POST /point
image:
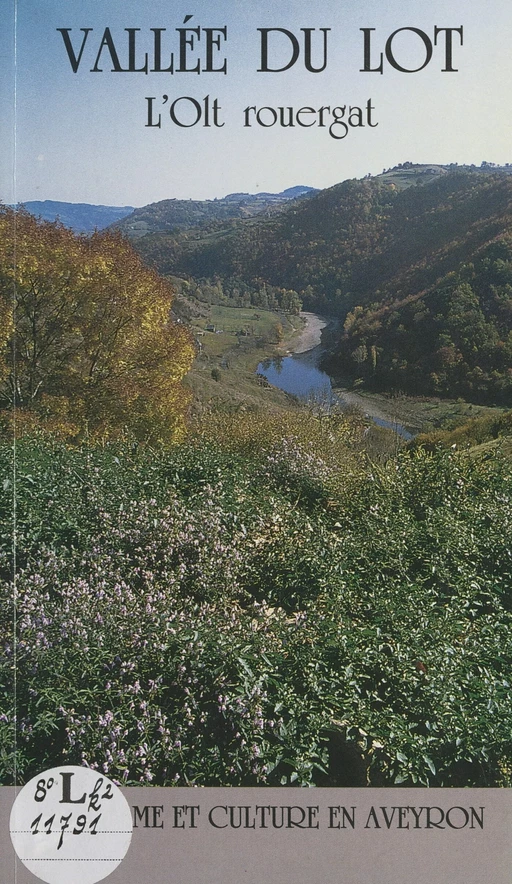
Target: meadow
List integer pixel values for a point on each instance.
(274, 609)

○ ○ ○

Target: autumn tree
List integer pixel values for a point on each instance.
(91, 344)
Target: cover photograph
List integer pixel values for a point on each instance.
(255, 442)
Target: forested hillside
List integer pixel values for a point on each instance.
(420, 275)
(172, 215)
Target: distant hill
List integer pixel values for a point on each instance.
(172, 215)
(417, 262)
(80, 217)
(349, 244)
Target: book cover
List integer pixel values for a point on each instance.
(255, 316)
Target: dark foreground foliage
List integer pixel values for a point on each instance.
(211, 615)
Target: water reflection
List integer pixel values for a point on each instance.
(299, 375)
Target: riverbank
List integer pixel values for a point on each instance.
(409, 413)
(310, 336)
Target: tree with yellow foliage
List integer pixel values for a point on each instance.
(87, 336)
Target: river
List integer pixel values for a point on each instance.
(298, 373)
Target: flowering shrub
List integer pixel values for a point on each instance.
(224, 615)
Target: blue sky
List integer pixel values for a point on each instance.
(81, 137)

○ ○ ○

▶ [The task]: Look through the material and copy each line that has "foliage".

▶ [Solution to this problem]:
Target: dark foreground foliage
Target: tree with yellow foliage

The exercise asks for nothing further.